*Tasks to complete*.
**a.** In the iris borer text, how many eggs can a single female lay?
**b.** Write out the part of the iris borer text that opens with the words containing "This species is easily" and closes with "straight posterior segments.".
**c.** Rewrite the paragraph of the iris borer text beginning "This species is easily identified" as a short list, keeping its main facts.

*Extract provided*.
Macronoctua onusta, commonly known as the iris borer, is a species of cutworm or dart moth in the family Noctuidae. It is found in North America.

==Description==
Macronoctua onusta is a large brown and smoky dark gray moth (FW length 18–21 mm). It has a forewing that is broad with a scalloped outer margin and a black streak along the reniform spot. It is dull brown with broad smoky dark gray suffusion on the costa and in the cell as well as in the terminal area and fringe. The antemedial and postmedial lines are thin, dark gray. The antemedial line is drawn far lateral above the posterior margin. The median line is dark brown, strongly arched toward across the brown median area below the cell. The postmedial line is jaggedly zigzagged on the anterior wing and straight from Anterior cubitus vein to the posterior margin. The subterminal line is only evident as the transition from the brown subterminal area to the black terminal area. The terminal area is a black line. The three spots are outlined in thin black. The orbicular spot is a small oval. The reniform spot has a darker posterior outline which forms a straight black line below the cubital vein. It is large and asymmetrically kidney-shaped with the lower end curved toward the outer margin touching the postmedial line. A spike-like process extends toward the base from the posteromedial end. The claviform spot is small and elongate with a rounded end. The hindwing is dirty brown-gray with slightly darker discal spot and veins, and scalloped terminal line. The hindwing fringe is light gray with a brown base. The head and thorax are even smoky dark gray. The male antenna is broad and bead-like.

This species is easily identified by its large size, dark gray anterior and lateral margins, and the distinctively shaped reniform spot and postmedial line. Similar dark brown moths lack the dark posterior outline and spike from the medial reniform spot and the postmedial line with serrate anterior and straight posterior segments.

==Life history==
- Larvae – This species is a foodplant specialist that bores into the rhizomes of irises (Iris spp.) in the Iridaceae.
- Adults – Adults fly in the fall, usually in September and October. It comes to lights, although not particularly well. Forbes (1954) comments that the moth is best obtained by rearing. It also lays its eggs in the fall; a single female can lay between 150 and 200 eggs over a period of several days.

*Natural-language object grounding listing*.

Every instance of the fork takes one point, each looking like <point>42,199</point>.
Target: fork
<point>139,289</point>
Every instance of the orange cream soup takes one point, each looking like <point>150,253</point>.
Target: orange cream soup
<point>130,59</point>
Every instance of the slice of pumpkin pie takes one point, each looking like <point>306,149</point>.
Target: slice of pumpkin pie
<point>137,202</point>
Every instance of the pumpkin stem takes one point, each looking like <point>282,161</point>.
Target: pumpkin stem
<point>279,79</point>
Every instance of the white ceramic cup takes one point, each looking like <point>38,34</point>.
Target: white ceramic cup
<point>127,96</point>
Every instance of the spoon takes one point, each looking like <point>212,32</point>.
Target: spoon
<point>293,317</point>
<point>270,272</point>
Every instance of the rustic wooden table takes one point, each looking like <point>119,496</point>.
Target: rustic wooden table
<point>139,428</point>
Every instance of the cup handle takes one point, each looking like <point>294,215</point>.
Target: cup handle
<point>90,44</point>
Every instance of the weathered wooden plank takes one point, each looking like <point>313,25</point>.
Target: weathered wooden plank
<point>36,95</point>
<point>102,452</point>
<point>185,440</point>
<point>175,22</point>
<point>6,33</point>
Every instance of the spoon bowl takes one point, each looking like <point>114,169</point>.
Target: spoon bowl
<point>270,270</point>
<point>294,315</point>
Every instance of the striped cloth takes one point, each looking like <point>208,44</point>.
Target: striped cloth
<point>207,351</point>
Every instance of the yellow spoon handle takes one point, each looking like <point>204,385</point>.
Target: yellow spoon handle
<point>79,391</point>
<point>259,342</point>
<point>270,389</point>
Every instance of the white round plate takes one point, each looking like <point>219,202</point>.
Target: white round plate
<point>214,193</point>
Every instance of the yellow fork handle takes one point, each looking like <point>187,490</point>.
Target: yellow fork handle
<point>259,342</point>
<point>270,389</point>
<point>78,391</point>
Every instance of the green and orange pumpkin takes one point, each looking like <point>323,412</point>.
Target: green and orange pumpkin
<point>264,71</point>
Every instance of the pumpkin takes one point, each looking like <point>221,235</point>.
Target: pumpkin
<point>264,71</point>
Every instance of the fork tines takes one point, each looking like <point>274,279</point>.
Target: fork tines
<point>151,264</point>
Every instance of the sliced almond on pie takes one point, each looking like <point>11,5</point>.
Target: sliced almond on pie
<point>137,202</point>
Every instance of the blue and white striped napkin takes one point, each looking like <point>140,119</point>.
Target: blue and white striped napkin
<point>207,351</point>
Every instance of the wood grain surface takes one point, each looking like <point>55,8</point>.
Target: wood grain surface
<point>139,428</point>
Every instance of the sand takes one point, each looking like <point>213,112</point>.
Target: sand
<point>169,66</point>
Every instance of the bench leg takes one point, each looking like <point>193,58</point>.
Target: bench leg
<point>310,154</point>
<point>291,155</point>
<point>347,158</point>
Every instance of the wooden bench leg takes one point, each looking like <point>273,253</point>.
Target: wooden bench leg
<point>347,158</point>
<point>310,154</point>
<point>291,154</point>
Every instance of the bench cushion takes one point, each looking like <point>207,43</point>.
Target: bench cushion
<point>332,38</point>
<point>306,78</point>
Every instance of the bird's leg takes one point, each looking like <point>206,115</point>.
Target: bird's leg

*List of solutions*.
**a.** Between 150 and 200 eggs, over a period of several days.

**b.**
This species is easily identified by its large size, dark gray anterior and lateral margins, and the distinctively shaped reniform spot and postmedial line. Similar dark brown moths lack the dark posterior outline and spike from the medial reniform spot and the postmedial line with serrate anterior and straight posterior segments.

**c.**
- Identifying features: large size, dark gray anterior and lateral margins, and the distinctively shaped reniform spot and postmedial line.
- Similar dark brown moths lack the dark posterior outline and spike from the medial reniform spot.
- They also lack the postmedial line with serrate anterior and straight posterior segments.